§ **GOAL**
Gather every line of the listing that contains the word "white". Case counts.

Records from a data source
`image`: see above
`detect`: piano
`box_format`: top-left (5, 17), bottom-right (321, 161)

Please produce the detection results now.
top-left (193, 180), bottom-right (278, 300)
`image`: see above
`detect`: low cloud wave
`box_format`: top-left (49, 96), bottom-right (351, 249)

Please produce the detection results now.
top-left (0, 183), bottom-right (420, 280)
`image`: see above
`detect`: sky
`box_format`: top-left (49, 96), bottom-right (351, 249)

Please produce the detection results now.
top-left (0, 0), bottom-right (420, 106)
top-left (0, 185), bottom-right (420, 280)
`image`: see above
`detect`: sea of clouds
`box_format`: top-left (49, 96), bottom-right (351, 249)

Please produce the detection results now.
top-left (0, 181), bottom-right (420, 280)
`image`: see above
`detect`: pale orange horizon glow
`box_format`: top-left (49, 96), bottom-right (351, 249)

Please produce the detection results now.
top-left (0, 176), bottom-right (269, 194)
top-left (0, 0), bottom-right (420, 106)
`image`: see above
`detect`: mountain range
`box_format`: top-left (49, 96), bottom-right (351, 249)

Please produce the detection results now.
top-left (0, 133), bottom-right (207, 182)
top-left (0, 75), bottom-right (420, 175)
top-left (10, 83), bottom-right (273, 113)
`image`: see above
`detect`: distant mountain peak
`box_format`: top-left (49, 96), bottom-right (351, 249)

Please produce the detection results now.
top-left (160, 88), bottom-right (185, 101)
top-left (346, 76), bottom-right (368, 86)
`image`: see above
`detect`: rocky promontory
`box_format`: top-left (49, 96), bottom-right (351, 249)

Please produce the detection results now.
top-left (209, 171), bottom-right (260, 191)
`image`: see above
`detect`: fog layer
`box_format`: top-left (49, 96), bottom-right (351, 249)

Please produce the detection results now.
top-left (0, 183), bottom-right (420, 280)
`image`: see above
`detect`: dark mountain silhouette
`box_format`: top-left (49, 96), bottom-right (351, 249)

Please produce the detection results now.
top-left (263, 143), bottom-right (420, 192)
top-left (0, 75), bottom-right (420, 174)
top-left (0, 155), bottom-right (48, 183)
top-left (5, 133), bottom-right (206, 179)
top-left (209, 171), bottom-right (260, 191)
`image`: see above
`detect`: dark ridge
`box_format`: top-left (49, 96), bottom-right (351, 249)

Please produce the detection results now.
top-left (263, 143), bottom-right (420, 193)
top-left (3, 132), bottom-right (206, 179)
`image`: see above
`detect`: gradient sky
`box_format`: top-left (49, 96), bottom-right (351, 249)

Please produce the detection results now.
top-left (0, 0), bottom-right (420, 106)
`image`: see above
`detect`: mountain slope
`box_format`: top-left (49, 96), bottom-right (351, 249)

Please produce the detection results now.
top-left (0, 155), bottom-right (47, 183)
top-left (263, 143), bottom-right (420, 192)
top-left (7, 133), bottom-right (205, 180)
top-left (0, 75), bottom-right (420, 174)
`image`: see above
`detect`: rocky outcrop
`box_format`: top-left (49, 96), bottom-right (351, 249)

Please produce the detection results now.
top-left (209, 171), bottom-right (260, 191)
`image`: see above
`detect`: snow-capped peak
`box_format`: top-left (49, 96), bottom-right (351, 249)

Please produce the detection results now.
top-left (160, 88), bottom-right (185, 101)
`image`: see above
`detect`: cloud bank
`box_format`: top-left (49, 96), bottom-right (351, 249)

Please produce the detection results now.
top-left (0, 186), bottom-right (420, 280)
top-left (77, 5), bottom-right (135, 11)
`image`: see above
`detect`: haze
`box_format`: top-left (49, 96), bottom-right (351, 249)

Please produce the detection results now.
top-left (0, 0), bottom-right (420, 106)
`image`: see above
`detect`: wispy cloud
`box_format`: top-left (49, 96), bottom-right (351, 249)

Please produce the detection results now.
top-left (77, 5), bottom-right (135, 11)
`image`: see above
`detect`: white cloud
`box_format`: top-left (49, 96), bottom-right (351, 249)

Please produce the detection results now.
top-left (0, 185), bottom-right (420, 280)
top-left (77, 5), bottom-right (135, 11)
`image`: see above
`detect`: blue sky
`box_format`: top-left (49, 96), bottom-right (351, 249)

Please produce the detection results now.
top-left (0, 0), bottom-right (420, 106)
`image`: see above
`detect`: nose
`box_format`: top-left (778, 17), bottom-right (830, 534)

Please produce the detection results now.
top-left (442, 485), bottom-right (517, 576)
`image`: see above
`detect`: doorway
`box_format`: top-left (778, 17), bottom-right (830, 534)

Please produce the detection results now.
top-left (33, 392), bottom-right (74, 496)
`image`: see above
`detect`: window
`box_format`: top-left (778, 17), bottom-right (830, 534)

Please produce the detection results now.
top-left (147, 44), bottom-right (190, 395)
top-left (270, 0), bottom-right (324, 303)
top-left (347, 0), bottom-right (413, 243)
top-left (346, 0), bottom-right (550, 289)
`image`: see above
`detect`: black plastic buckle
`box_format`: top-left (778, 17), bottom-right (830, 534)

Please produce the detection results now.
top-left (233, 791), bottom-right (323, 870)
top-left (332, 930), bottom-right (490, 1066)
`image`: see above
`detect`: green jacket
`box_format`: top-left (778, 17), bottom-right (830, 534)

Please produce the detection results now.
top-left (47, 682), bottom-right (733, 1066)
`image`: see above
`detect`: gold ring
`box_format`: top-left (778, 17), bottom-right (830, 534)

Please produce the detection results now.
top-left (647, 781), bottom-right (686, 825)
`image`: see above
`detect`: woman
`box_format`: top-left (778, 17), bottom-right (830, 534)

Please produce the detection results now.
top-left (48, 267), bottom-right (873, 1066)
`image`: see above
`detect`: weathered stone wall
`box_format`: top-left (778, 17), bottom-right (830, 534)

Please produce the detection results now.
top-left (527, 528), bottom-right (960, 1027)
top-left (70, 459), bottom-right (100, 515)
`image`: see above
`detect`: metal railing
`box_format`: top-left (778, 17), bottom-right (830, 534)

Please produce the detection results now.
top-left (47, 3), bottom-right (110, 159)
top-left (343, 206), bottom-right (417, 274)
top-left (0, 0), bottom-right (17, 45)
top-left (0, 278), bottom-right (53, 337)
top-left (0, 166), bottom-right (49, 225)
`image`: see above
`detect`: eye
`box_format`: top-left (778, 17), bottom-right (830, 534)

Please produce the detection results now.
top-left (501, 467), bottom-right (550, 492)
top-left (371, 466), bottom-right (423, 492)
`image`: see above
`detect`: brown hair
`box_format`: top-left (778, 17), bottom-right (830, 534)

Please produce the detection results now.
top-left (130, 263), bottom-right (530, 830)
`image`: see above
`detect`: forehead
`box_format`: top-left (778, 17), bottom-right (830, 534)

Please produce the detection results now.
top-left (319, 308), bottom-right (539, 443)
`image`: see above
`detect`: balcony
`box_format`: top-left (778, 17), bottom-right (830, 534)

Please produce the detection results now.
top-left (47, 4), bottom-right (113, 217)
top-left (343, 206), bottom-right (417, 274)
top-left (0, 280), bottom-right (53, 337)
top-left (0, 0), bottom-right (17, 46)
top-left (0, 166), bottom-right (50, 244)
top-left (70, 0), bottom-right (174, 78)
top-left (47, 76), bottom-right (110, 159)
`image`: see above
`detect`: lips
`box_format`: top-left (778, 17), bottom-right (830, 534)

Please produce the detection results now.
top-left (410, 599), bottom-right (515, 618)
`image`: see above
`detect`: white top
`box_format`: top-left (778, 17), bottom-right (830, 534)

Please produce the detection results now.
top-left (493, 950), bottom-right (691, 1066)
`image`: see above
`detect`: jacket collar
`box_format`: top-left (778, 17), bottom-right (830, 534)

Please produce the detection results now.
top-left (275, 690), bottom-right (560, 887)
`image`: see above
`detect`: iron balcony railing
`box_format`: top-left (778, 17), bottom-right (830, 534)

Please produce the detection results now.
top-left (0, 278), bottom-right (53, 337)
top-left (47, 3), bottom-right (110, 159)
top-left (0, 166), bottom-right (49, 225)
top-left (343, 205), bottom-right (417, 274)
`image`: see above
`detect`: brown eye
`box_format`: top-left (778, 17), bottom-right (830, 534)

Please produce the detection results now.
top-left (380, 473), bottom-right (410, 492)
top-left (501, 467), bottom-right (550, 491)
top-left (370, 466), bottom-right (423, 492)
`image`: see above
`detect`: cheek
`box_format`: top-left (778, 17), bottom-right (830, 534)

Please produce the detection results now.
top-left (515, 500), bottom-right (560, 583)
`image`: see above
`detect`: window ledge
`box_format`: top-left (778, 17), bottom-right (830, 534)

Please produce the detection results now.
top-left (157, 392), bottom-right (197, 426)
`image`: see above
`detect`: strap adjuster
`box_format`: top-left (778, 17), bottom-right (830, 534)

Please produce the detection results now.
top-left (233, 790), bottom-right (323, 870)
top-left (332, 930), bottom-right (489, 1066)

§ **SOLUTION TO THIS TASK**
`detect`: white cloud
`detect`: white top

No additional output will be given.